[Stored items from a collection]
Content starts
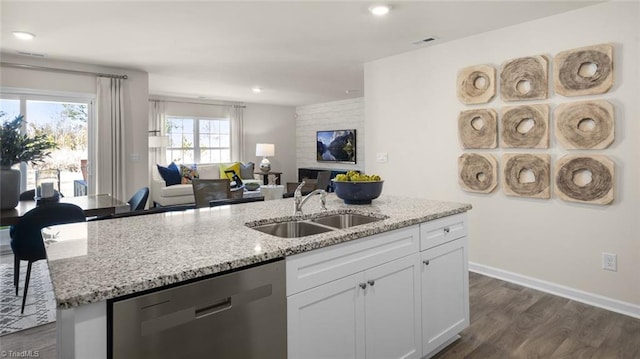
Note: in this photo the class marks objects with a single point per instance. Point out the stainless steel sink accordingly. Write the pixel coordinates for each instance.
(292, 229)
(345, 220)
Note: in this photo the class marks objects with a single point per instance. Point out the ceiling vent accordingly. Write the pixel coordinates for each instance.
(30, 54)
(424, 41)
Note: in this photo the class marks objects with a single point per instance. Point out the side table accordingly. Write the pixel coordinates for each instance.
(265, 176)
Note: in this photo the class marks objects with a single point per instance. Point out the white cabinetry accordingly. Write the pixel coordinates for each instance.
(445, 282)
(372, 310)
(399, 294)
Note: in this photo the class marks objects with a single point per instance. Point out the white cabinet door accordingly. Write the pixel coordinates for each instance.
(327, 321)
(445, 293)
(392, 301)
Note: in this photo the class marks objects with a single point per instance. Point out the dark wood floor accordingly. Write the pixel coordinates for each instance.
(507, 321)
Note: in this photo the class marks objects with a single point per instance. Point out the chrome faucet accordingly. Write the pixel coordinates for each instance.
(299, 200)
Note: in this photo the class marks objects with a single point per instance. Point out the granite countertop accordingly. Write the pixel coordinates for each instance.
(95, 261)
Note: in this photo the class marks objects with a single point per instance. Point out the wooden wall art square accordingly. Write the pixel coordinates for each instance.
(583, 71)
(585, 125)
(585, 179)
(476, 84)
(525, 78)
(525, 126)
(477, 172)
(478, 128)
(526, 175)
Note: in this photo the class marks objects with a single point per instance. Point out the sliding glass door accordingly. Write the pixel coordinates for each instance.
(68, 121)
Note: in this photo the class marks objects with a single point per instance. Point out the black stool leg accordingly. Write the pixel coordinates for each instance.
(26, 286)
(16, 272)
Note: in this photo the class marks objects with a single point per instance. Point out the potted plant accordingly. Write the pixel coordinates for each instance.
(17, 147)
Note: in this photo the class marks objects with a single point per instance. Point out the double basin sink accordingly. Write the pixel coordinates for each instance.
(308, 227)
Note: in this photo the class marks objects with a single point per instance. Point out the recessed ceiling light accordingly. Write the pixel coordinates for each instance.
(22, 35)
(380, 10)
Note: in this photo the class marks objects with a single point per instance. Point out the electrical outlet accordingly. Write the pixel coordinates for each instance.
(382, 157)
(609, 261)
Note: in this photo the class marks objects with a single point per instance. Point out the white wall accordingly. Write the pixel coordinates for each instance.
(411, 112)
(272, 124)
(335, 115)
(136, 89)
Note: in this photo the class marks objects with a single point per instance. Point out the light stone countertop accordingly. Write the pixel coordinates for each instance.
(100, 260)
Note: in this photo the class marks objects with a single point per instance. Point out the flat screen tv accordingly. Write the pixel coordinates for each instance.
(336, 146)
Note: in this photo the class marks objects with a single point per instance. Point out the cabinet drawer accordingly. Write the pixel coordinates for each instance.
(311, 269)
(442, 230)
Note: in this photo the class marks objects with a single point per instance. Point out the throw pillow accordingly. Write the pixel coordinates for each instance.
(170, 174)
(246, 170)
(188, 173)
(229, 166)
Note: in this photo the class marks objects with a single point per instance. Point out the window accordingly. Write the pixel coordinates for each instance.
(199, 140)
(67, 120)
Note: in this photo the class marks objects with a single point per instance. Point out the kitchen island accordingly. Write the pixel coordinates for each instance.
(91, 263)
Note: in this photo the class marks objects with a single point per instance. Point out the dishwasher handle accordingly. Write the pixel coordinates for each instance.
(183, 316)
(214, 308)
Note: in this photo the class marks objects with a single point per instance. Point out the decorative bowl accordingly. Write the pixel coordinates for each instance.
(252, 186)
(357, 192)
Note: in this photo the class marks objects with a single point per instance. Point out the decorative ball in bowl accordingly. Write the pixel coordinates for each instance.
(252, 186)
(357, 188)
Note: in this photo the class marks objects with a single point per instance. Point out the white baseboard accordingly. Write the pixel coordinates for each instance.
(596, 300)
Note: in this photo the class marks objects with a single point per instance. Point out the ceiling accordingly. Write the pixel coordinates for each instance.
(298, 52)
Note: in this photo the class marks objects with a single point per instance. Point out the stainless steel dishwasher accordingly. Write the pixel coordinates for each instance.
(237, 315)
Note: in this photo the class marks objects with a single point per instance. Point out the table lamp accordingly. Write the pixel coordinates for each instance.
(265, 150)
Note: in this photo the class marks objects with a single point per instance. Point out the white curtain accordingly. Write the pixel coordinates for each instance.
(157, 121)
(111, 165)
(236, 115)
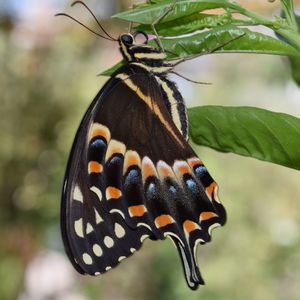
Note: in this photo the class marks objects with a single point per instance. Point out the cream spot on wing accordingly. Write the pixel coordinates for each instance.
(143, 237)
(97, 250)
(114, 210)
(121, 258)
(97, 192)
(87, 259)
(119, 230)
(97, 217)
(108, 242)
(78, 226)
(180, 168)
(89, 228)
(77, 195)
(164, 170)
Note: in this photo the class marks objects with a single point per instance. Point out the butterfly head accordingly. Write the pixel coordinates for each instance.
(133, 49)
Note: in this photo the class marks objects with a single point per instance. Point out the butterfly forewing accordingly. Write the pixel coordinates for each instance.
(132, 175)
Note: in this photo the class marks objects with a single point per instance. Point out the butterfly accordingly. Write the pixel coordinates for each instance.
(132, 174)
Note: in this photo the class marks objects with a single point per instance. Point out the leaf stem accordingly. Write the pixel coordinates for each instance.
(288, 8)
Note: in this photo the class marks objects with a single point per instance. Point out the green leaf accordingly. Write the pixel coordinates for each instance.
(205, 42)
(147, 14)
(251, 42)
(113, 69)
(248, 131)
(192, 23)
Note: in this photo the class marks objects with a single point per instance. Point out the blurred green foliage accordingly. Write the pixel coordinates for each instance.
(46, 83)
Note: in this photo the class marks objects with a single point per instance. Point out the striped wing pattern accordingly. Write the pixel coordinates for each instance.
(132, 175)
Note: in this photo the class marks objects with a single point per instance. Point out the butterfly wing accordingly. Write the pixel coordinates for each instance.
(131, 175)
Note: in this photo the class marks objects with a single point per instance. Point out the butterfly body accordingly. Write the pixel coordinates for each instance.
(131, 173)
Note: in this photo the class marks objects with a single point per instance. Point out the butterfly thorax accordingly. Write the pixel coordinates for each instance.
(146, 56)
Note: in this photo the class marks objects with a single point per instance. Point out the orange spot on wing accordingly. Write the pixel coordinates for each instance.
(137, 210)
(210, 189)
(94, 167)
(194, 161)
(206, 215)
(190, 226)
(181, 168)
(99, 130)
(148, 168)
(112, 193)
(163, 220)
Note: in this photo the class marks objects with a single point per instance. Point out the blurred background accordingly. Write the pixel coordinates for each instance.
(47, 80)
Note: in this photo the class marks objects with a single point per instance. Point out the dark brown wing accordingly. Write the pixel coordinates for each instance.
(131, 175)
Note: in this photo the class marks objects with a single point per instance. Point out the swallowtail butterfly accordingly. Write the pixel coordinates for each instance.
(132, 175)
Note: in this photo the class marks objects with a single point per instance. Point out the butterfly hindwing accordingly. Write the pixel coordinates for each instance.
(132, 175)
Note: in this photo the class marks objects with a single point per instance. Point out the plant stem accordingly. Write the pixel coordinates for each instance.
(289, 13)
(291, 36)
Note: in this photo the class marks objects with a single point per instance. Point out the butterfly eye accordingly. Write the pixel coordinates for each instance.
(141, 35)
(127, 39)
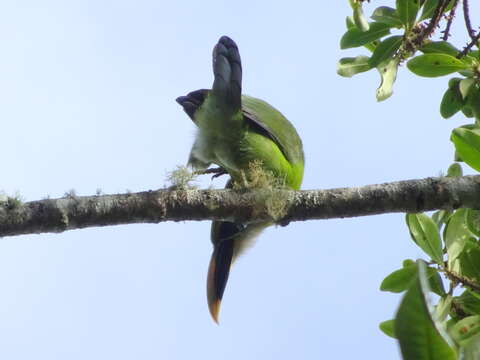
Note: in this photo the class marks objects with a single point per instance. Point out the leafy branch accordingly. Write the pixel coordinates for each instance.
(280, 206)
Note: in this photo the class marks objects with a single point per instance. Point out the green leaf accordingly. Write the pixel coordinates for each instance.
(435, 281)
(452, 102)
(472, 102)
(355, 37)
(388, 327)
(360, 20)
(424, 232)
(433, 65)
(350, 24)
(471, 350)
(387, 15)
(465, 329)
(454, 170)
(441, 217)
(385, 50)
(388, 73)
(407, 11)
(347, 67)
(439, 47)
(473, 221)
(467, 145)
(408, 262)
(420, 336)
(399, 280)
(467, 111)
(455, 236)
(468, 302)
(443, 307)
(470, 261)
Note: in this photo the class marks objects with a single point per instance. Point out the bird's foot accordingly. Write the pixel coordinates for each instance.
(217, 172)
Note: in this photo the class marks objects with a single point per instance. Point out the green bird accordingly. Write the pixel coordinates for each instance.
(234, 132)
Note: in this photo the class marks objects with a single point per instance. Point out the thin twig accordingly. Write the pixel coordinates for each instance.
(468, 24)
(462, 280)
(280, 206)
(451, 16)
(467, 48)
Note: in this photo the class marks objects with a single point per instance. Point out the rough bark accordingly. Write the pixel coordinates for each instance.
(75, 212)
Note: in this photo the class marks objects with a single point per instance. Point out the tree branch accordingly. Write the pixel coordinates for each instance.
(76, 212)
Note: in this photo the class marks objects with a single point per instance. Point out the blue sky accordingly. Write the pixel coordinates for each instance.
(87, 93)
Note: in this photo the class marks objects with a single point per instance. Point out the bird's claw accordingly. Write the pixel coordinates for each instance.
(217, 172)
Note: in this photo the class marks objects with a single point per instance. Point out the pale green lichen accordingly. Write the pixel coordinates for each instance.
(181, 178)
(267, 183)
Content ends
> **Instructions for the task**:
Repeat exactly, and only, the lines of the records above, starting with the line that contains "out the blue" and ending with the final line, both included.

> **Exercise solution**:
Note: in this photo the class marks objects with a single point per instance. Point out the blue sky accordingly. Write the pixel coordinates for each instance.
(87, 93)
Note: in this photo the class marks objects with a single point per instance. Point out the bird's claw accordingly. Write the pixel coordinates for each instance.
(217, 172)
Note: in this photo the class marks objects with a single point per instance. Point out the pale green lichen accordingly. Write the pixel coordinates for each instance.
(181, 178)
(267, 183)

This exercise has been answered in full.